(Records excerpted from a collection)
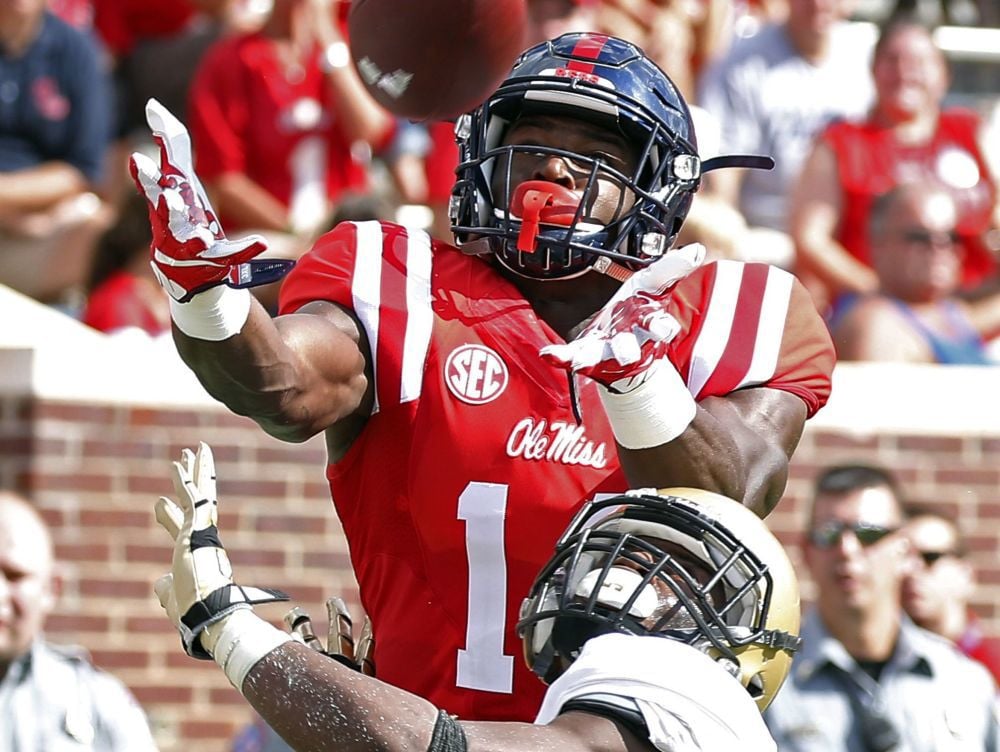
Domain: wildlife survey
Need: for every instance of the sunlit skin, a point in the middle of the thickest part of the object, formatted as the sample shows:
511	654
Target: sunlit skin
913	271
936	595
27	585
567	304
858	587
910	78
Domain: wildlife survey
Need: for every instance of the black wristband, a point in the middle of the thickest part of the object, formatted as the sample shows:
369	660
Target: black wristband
448	736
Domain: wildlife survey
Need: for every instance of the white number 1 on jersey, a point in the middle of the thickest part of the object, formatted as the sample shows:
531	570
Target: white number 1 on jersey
483	664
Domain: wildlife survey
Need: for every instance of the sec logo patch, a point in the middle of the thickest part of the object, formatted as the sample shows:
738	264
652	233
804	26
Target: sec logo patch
475	374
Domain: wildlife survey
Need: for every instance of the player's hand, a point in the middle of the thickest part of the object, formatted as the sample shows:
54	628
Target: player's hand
190	252
340	643
199	590
631	332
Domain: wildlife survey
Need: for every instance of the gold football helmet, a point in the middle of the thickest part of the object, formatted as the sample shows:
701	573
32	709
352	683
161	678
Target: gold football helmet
680	563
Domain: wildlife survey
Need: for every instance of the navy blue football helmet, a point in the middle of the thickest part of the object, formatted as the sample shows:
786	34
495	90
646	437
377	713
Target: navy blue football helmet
606	81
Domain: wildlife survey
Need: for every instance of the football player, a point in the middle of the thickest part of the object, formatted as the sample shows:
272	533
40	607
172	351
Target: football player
456	452
664	621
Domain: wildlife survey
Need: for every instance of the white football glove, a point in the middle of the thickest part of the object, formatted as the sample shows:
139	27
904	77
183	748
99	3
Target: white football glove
190	252
199	590
630	333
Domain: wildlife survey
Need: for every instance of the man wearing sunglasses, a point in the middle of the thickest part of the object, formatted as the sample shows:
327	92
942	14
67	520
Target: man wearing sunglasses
867	678
938	587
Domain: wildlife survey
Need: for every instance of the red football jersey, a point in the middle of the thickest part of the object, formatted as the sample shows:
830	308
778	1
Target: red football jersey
472	465
249	114
871	161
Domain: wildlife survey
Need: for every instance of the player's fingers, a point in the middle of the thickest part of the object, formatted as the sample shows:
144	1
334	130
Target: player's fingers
146	176
169	515
365	652
175	142
673	267
340	630
589	352
249	246
662	326
180	477
623	348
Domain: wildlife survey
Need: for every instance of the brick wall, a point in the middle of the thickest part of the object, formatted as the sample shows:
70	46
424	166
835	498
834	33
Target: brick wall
88	427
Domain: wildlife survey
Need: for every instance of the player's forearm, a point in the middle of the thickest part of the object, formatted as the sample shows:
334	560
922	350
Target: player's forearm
315	703
39	188
737	446
258	374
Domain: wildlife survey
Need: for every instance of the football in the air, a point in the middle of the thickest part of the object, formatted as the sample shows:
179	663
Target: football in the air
434	59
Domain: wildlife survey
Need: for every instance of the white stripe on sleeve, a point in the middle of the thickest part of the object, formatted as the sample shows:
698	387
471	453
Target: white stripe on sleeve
714	335
366	286
419	314
770	327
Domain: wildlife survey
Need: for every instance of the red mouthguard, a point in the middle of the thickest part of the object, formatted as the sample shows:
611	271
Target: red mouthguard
538	201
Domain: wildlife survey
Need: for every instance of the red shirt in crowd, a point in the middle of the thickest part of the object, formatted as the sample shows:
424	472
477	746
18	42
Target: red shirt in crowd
279	126
124	300
120	23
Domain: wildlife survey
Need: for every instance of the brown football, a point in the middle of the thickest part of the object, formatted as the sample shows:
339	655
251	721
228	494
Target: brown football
434	59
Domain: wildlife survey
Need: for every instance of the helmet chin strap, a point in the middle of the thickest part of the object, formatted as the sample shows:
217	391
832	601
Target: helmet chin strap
613	269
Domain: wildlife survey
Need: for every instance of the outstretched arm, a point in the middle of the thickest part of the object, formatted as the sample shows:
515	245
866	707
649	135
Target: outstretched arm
295	375
312	700
738	445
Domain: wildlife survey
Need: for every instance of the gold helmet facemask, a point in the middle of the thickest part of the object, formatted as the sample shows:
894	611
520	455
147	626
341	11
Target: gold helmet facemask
680	563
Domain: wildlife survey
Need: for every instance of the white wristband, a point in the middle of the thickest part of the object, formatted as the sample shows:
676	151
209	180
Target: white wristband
215	314
241	640
653	413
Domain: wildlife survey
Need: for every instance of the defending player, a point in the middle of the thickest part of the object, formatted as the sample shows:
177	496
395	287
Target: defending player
455	454
664	621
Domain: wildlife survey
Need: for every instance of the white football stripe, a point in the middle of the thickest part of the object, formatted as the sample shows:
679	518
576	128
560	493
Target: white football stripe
770	327
714	335
366	286
419	314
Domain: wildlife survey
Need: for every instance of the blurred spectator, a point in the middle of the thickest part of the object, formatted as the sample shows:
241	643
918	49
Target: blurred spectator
915	315
908	137
867	678
54	127
276	119
51	698
681	36
77	13
122	291
771	94
156	47
938	588
547	19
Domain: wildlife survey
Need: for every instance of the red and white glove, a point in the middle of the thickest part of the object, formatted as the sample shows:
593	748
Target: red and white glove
190	252
623	349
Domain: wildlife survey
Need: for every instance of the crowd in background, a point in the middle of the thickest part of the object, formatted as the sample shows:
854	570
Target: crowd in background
883	200
286	137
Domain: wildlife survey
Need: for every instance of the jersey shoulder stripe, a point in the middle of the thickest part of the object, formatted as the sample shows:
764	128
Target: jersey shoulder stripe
382	272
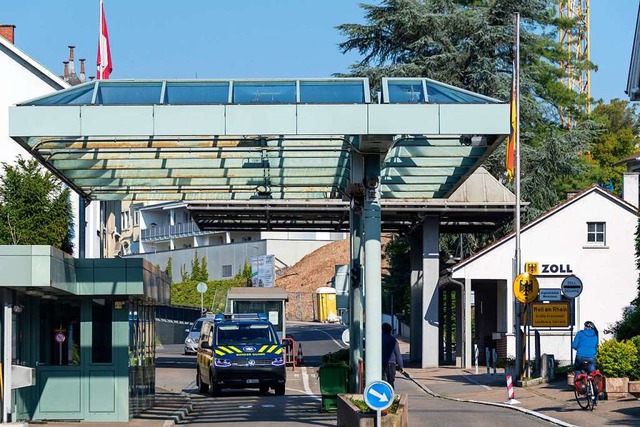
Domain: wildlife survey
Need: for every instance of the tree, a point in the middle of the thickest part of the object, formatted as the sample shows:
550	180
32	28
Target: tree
35	208
468	44
396	285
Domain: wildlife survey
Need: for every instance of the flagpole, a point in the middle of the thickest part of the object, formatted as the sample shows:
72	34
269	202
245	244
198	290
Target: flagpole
518	261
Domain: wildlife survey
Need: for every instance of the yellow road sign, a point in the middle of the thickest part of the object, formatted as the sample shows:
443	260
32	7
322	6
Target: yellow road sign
531	267
554	314
525	288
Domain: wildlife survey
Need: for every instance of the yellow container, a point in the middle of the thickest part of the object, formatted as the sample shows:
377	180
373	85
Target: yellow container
326	300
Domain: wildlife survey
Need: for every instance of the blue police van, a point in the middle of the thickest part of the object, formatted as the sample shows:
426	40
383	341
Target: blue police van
240	351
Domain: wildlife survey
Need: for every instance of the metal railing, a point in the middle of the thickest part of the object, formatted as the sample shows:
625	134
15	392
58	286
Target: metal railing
162	232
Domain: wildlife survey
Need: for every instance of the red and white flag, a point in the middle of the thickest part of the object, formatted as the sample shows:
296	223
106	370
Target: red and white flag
105	66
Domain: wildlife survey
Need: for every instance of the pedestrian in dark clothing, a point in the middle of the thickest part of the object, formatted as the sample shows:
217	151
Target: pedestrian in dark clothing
391	357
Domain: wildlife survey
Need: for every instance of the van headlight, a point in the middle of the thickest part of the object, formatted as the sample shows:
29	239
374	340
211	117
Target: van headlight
222	363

> Directive: Leave the pictures out and copy the rest of the data exactly.

> Worked answer:
Domain: wildlife survey
Need: for every instance of the sunlit skin, a point in the middle of the thickest part of the object, formatted as the sample shows:
511	654
Target: sunlit skin
913	271
936	595
27	585
567	304
858	587
910	78
Domain: wildlife survey
Need: for every instance of the black wristband, a point in the middle of the thickest part of the object, formatted as the sample shows:
369	660
Target: black wristband
448	736
Domain: wildlife survey
Need: for every instance of the white number 1 on jersey, a point in the middle of the thickest part of the object, formatted as the sample shows:
531	570
Target: white number 1 on jersey
483	664
Domain: wildlife survey
Need: for every instance of the sec logo patch, a point in the middle of the thickest part of the object, formatted as the sample shows:
738	264
652	233
804	26
Target: sec logo patch
475	374
Domain: wildlife survey
Need: for every instance of the player's hand, a point in the middle of the thickest part of the object, formatted as the sample shows:
54	628
Target: player's hand
190	252
340	643
199	590
631	332
Domain: wildlife survey
Need: for every instance of the gold football helmet, a point in the middle of the thickest part of the object, formatted as the sample shows:
701	573
32	709
352	683
161	678
Target: gold football helmet
680	563
Domain: wildlife survey
Need: for every instance of the navy blue football helmet, a point in the middle of the thickest part of the object, formatted as the sample shows:
786	34
495	90
646	437
377	713
Target: navy blue football helmet
606	81
Domain: wildlife survey
Need: for every instance of the football player, a point in the middle of the thickest part of the object, formatted as the sample shows:
272	533
40	607
172	351
Target: football player
456	452
664	621
Domain: wildlife survey
Need: for every instance of the white football glove, a point in the middle of the thickest part of the object, formatted as the sample shows:
139	27
904	77
183	748
99	3
Target: white football glove
190	252
199	590
630	333
Domain: wildlife survey
Need: for every instance of the man wearing sunglasses, a point in the middle of the thickest part of the object, formatted as the sample shows:
327	92
942	14
67	520
Target: man wearing sunglasses
867	678
938	587
Domain: wildlife survey
Need: for every instance of the red football jersey, a point in the middle of the thickest part of the object, formatted as the sample shows:
830	308
778	1
Target: red football jersey
472	465
249	114
871	161
Domain: wildlife survey
Need: for every instance of the player's fingers, a point in the middle of the thickest part of the object, formatted as the sample shows:
144	1
334	130
Target: player's fingers
146	176
169	515
365	652
175	142
673	267
340	630
589	352
249	246
662	326
180	477
623	348
Domain: wildlife survey
Need: for every instance of the brick wall, a point in the middle of the thickest part of the object, formatted as the sample shows:
70	46
424	166
835	498
834	33
Target: brick wall
88	427
Domain: wildlife survey
Need: for every instance of the player's forearm, a point in the middle of the thickest part of the object, formatted as the sample shows:
334	560
922	350
Target: player's forearm
315	703
39	188
737	446
258	374
Domain: wildlife survey
Need: for every instance of the football in the air, a point in the middle of the thickest part of the object, formatted as the sample shows:
179	663
Target: football in the air
434	59
Domain: wildlife survey
Need: for every instance of the white stripe on sleeve, a point in the middle of the thickest part of the object, formatted as the sample shows:
698	387
471	453
Target: white stripe on sleeve
714	335
366	286
419	314
770	327
Domain: wildlife survey
Need: for every instance of the red mouthguard, a point in the middle of the thickest part of the object, formatted as the sample shows:
611	271
Target: red mouthguard
538	201
Domain: wildlife survey
Need: for every instance of the red shirt in crowd, a point in the middle of the thickest part of the object, formatted as the sample shows:
424	472
477	746
18	42
Target: red shirt in crowd
279	126
124	300
120	23
Domain: wildlife survey
Need: for every instance of the brown football, a point in the middle of the thickest part of the object, formatted as the sample shows:
339	655
251	721
228	494
Target: brown football
434	59
Domain: wildlife survey
Need: for every instance of the helmet chin strap, a point in the middle of the thickest part of the object, formatted as the sample shows:
217	391
832	601
Target: helmet chin strap
613	269
Domain: wildlife survey
Need: for every instance of the outstretched arm, a point in the middle of the thickest part of the object, formatted as the sample shows:
515	245
866	707
649	135
Target: outstretched arm
295	375
312	700
738	445
Domain: wildlife survey
Need: for every instance of the gold helmet facemask, a point in the middle of the thickest part of the object, formatted as the sample shows:
894	611
520	455
147	626
341	11
Target: gold helmet facemask
680	563
Domain: wildlife survey
Need: for every instance of the white wristband, a point in the middle of the thickest part of the object, formatted as the sample shows:
676	151
209	180
Target: white wristband
215	314
241	640
653	413
Domain: wildlife survey
Need: for every instance of the defending player, a point in the middle of the thickest part of the object, formatted as the sample shows:
177	496
395	287
Target: defending player
455	454
664	621
Domain: wildlife survey
Need: for every instance of the white football stripe, a point in the middle of the thickest part of the object, formatted as the sample shows:
679	518
576	128
560	493
Target: white football stripe
770	327
714	335
366	286
419	314
Domain: wildlife survey
Need: for every instance of the blurred spectator, a point in the middle of the thickest part of the object, formatted as the sample shows:
241	643
918	49
Target: blurred spectator
915	315
908	137
867	678
54	127
276	119
51	698
681	36
77	13
122	291
771	94
156	47
938	588
547	19
Domain: wildlife survey
Need: for every instance of the red and white glove, a point in the middle of the thickest part of the object, formatted as the sample shows:
593	748
Target: red and white glove
190	252
623	349
Domain: wildlife survey
Need: for every instance of the crowd in background, a point in the middle of the thickest part of the object, formatted as the sample shows:
854	570
Target: crowd in background
883	200
286	137
Domain: wildlife survey
Need: for every instance of the jersey shoulder stripe, a point in the middle of the thickest part of the object, formatted as the sample shows:
764	128
Target: jersey shoulder stripe
382	272
Domain: wildlife survey
Need: for every instance of the tree, a point in the middle of the thickest part of the object, formatted as the sample shows:
550	180
32	28
Target: tree
35	208
468	44
396	285
Domain: wildlife survey
Need: for every instance of the flagpole, a point in the middle of the thickest part of the object, formatted as the sample shows:
72	34
269	202
245	244
198	290
Target: flagpole
518	261
Domain: wildlife survey
Need: for every instance of the yellow road sign, a point in the middle of the thickest part of the object, formatted as the sample shows:
443	260
32	7
322	6
Target: yellow road sign
531	267
554	314
525	288
Domain: wildlife survey
Need: for every instance of the yellow container, a point in the middle of the thickest part of the object, formatted as the sample shows:
377	180
373	85
Target: yellow container
326	300
Domain: wildlife survey
Need: for every instance of the blue police van, a point in the middle of the thickest part of the object, formatted as the sample shows:
426	40
383	341
Target: blue police van
240	351
Domain: wildlife survey
Need: for every instance of the metal railing, a point in the middle of the thickest part of the object, formatted as the sample shows:
625	134
15	392
58	286
Target: metal railing
162	232
Domain: wildlife survey
Need: for every instance of the red and white flag, a point in the middle of the thickest part of the object, formatted as the sample shows:
296	223
106	370
Target: red and white flag
105	66
Domain: wildlife survey
Need: for every instance of the pedestrian in dark clothing, a point in the middle of the thickest part of the object, formatted as the sample shows:
217	151
Target: pedestrian in dark clothing
391	357
Domain: wildlife survey
Need: for every instance of the van headlight, a point in the middle of the thickest part of the object, formatted as the sample shows:
29	239
374	340
211	117
Target: van headlight
222	363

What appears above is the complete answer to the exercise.